### YOUR OBJECTIVE
Locate each line in the rows below that contains the string "wall", and copy those lines. Treat uppercase and lowercase letters as different.

(A run of records)

____________

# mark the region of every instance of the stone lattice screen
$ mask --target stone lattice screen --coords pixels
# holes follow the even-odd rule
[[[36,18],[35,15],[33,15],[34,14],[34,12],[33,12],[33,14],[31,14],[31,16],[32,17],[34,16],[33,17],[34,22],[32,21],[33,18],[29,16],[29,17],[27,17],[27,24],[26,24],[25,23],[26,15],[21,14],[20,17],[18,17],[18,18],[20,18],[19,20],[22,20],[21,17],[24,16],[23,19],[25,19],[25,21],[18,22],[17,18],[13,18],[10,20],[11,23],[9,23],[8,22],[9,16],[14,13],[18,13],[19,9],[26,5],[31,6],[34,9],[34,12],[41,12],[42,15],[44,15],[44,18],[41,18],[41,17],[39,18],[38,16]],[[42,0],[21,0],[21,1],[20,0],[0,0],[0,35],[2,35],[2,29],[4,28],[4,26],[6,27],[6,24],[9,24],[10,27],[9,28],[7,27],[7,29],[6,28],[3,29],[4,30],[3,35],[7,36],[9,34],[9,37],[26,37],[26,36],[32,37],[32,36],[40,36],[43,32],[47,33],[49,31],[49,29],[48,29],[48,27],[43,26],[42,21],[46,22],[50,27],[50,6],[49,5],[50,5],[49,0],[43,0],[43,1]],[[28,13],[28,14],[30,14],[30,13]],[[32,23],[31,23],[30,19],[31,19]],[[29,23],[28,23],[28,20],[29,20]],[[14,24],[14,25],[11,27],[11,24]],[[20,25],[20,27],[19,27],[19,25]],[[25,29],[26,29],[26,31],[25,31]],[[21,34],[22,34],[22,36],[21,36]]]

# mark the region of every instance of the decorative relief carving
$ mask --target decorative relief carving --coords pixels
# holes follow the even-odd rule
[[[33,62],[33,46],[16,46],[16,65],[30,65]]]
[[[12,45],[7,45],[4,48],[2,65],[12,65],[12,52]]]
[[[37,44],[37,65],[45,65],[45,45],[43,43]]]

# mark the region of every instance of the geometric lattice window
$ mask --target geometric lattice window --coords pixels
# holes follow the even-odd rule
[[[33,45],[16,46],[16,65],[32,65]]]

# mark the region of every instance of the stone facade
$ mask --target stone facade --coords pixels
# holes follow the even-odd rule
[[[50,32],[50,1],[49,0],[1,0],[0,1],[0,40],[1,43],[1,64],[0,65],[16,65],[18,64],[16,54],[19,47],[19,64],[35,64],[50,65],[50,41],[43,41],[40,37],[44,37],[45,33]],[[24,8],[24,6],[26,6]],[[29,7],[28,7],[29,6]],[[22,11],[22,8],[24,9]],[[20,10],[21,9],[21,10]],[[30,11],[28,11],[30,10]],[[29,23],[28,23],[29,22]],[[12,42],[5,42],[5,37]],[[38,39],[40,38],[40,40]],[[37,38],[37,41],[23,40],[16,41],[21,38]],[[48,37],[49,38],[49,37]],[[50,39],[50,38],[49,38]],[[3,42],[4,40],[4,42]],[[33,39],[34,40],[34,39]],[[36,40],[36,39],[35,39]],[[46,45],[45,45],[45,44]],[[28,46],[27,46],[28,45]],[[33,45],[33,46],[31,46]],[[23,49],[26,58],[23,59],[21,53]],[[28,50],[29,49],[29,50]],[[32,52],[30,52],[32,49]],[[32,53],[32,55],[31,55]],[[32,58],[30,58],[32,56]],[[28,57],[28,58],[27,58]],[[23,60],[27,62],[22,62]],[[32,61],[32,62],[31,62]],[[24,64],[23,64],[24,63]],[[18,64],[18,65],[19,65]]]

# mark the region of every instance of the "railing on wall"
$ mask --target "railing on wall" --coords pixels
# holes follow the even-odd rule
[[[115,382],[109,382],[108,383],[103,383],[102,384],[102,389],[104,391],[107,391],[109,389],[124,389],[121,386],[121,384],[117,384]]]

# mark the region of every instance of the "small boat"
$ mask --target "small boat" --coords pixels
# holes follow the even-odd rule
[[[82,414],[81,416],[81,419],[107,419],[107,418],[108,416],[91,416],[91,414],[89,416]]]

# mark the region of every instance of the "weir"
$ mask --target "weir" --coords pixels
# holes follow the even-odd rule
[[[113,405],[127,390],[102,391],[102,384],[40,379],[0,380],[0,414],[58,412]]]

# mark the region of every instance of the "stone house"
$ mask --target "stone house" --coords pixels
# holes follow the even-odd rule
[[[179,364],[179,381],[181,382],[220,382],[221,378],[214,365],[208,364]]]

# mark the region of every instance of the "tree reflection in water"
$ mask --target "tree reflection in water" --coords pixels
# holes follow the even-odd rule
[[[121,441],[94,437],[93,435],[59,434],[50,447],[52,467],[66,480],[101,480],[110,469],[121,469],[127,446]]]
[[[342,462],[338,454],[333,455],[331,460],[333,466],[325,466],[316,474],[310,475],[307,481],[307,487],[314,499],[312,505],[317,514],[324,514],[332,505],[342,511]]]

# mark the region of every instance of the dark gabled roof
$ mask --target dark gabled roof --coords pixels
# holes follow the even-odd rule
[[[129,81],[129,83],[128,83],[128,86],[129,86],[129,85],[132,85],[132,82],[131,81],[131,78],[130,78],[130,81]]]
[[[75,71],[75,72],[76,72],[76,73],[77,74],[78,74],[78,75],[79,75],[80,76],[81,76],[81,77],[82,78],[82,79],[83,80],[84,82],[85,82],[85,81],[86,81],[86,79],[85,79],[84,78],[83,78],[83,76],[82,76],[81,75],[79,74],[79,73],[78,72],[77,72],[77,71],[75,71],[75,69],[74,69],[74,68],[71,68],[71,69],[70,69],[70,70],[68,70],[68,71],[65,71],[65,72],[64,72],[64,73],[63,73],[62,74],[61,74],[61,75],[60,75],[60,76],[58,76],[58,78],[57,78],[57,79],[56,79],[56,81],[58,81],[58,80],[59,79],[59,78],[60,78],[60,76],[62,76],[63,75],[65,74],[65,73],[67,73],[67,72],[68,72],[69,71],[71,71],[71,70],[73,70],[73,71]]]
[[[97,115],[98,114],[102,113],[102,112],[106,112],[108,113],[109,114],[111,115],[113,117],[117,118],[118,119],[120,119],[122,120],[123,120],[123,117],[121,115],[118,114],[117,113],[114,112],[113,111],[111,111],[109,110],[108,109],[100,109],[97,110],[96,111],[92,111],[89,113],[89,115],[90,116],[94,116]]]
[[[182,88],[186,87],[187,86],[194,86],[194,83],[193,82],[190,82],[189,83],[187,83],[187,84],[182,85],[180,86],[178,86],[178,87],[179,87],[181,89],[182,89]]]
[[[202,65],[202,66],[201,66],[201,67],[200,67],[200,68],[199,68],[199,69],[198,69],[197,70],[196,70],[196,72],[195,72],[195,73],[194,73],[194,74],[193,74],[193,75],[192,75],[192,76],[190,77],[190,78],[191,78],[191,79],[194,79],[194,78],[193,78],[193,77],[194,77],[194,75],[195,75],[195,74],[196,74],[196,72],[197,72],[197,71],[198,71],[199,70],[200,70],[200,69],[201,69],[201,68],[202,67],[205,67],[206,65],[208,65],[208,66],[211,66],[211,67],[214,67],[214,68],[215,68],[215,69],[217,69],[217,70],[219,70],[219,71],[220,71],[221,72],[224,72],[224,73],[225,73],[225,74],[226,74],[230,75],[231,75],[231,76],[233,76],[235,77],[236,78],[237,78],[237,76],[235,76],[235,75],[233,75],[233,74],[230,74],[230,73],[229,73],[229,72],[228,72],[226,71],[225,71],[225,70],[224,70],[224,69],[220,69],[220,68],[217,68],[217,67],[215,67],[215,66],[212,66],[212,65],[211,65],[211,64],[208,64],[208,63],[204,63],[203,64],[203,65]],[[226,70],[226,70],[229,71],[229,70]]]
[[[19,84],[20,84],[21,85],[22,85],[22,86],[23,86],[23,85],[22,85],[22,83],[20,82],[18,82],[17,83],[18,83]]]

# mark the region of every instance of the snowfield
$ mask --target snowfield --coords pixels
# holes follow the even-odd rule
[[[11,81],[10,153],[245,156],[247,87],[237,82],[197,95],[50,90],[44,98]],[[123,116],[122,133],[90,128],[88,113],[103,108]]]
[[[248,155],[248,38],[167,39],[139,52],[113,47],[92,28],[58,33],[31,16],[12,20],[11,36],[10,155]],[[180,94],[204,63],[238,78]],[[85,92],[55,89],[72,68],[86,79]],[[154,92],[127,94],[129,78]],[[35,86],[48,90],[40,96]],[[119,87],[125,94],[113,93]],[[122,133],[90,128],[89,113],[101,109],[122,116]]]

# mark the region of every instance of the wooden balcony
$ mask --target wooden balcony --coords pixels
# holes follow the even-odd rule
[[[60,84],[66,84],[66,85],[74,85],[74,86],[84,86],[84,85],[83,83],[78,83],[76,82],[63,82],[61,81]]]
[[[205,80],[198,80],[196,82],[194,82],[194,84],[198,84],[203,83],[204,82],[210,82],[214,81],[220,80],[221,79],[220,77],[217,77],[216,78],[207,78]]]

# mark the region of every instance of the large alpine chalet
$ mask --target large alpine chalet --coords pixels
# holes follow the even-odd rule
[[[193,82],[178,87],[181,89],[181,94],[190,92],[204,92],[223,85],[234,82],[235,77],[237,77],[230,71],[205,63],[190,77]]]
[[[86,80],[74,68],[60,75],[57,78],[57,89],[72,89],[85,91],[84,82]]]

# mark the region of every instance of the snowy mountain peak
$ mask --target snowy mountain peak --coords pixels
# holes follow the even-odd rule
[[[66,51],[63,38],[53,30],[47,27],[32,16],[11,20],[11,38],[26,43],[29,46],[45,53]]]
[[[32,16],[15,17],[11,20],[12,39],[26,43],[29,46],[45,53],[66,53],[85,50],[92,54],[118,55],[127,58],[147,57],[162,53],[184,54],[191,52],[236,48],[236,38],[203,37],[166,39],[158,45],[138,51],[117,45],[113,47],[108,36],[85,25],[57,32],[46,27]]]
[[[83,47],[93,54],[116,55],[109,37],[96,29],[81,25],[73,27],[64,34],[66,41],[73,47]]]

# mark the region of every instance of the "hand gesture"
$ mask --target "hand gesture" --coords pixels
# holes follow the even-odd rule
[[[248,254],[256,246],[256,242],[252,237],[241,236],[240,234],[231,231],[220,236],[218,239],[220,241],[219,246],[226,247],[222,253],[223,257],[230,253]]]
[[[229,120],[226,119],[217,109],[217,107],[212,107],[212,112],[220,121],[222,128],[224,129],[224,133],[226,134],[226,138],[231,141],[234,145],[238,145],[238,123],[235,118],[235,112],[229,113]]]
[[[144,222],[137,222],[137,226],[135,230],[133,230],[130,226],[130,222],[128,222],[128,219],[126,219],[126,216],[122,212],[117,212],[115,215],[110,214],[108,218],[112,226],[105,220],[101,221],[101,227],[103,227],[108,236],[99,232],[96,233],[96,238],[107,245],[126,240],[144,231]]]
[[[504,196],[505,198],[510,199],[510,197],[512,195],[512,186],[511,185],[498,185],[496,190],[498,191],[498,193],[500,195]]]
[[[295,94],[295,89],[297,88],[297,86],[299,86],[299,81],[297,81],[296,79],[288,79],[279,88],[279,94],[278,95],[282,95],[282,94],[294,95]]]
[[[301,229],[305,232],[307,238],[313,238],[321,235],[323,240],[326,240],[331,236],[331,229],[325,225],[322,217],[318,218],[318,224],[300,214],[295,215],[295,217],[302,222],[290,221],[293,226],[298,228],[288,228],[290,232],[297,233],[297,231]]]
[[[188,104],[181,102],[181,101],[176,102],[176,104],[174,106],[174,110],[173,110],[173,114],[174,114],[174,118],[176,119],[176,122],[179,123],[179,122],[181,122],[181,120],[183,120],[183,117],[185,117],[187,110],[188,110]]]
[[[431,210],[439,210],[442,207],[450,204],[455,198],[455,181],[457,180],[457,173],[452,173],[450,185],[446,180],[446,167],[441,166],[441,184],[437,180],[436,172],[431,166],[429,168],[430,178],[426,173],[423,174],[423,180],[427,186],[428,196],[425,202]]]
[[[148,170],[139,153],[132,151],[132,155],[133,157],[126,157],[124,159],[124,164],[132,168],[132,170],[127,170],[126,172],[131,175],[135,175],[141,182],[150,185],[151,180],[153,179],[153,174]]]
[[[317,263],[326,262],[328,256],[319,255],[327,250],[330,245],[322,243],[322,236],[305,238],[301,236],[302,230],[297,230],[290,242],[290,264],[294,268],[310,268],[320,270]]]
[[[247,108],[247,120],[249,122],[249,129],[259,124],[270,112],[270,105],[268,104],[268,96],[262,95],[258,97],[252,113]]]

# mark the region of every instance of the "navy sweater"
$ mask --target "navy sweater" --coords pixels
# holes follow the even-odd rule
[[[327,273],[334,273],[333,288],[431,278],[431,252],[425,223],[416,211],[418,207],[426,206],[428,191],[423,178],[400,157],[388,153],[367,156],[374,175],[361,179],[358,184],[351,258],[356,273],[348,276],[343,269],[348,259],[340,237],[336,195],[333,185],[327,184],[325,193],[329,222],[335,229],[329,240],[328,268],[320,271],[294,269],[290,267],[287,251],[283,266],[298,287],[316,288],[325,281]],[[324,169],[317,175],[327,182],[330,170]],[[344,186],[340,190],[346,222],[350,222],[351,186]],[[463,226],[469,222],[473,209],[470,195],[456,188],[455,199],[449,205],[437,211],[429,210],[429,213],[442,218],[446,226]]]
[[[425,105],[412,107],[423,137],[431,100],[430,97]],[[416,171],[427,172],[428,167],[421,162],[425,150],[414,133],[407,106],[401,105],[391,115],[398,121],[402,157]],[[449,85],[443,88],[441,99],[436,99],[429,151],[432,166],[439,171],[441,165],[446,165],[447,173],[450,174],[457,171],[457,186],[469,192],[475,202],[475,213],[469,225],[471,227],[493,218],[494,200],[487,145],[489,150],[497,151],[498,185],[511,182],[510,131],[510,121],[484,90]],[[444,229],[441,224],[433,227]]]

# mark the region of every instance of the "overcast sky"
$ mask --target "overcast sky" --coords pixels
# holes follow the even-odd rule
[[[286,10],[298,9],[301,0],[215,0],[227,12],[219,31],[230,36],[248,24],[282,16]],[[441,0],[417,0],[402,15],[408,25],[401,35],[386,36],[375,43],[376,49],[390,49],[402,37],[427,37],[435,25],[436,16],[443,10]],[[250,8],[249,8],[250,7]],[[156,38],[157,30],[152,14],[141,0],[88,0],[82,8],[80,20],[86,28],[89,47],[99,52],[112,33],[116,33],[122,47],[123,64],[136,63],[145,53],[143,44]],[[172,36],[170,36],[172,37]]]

____________

### WRITTEN RESPONSE
# mark the region of every instance of the "railing on wall"
$ mask --target "railing on wall" --coords pixels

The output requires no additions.